Of the entries below, return only those lines from the line with "# tag every instance of the chrome" to the line with "# tag every instance of the white cabinet", exactly, both included.
##### RECORDS SUPPLIED
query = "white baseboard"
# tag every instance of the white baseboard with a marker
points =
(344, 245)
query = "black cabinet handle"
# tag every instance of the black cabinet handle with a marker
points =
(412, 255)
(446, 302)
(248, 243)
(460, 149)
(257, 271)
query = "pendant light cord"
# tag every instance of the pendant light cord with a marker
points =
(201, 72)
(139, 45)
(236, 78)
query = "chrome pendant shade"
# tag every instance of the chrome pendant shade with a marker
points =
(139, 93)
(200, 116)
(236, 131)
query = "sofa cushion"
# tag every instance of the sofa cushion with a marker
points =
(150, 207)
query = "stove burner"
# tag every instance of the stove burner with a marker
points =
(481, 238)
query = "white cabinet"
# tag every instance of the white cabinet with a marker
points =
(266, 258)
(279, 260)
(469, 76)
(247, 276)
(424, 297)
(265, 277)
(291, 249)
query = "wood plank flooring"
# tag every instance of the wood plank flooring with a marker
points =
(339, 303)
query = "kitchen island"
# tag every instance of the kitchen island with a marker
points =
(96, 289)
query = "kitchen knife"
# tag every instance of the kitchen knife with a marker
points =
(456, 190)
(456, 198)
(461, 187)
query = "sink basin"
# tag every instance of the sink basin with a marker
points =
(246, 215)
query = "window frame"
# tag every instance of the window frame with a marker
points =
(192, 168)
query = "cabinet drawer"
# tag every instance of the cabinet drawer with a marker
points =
##########
_PROBLEM SOLUTION_
# tag every instance of the chrome pendant shade with a marker
points =
(139, 93)
(200, 116)
(236, 131)
query = "sofa cushion"
# tag every instance of the sofa cushion with a marker
points =
(150, 207)
query = "stove burner"
# tag every instance of the stove burner with a marker
points =
(481, 238)
query = "white cabinet"
# tag every instance of the white cabinet with a marker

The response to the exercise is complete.